----- Trecho selecionado -----
A esquecida arte do silêncio

Tem umas coisas que a gente só aprende com o desenrolar da vida, com a sabedoria e a experiência que apenas o esforço por viver pode ensinar. Uns, mais afortunados, descobrem o segredo da felicidade, o sentido da vida, vão fundo da filosofia e na compreensão dos mistérios do universo. A maioria de nós apenas aprende os rudimentos da arte de sobreviver, e mais que isso talvez não seja necessário.

Restam aqueles para os quais a vida é injusta e malvada, aqueles que sequer aprendem que de vez em quando a gente deve engolir uns sapos calado, feliz, fingindo um sorriso tranquilo e despreocupado.

Não interessa que por dentro você esteja se dilacerando em ódio, que da sua boca saia a mítica espuma branca da sede de vingança: em nome da sua própria dignidade é melhor aguentar o desaforo quieto, porque uma palavra a mais e ao desaforo se somará o deboche e o escárnio.

É um axioma importante, esse: tem horas que é melhor ficar calado, não importa o tamanho de sua mágoa.

O Isaac, por exemplo, devia ter ficado quieto.

Ele veio a este blog e deixou um comentário malcriado e ofensivo. Não era necessário. Opinião nenhuma lhe foi pedida, sua visita passaria despercebida, este post não seria escrito — e para isso bastaria que ele continuasse calado, encarasse o desaforo como o que ele realmente era: algo que não lhe era dirigido e que não precisava de suas manifestações de revolta.
-----
▶ _Exercícios propostos_
[1] Transcreva do texto sobre o silêncio o trecho entre "O Isaac, por" e "manifestações de revolta.", inclusive.
[2] Responda com base no texto sobre o silêncio:
(a) O que a maioria de nós apenas aprende?
(b) O que se somará ao desaforo se for dita uma palavra a mais?
(c) Como é descrito o comentário que o Isaac deixou no blog?
----- Dados -----
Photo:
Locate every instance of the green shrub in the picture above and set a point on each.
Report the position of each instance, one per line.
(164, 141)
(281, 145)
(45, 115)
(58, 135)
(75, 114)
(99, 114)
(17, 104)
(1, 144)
-----
▶ _Respostas dos exercícios_
[1]
O Isaac, por exemplo, devia ter ficado quieto.

Ele veio a este blog e deixou um comentário malcriado e ofensivo. Não era necessário. Opinião nenhuma lhe foi pedida, sua visita passaria despercebida, este post não seria escrito — e para isso bastaria que ele continuasse calado, encarasse o desaforo como o que ele realmente era: algo que não lhe era dirigido e que não precisava de suas manifestações de revolta.

[2]
(a) Os rudimentos da arte de sobreviver.
(b) O deboche e o escárnio.
(c) Malcriado e ofensivo.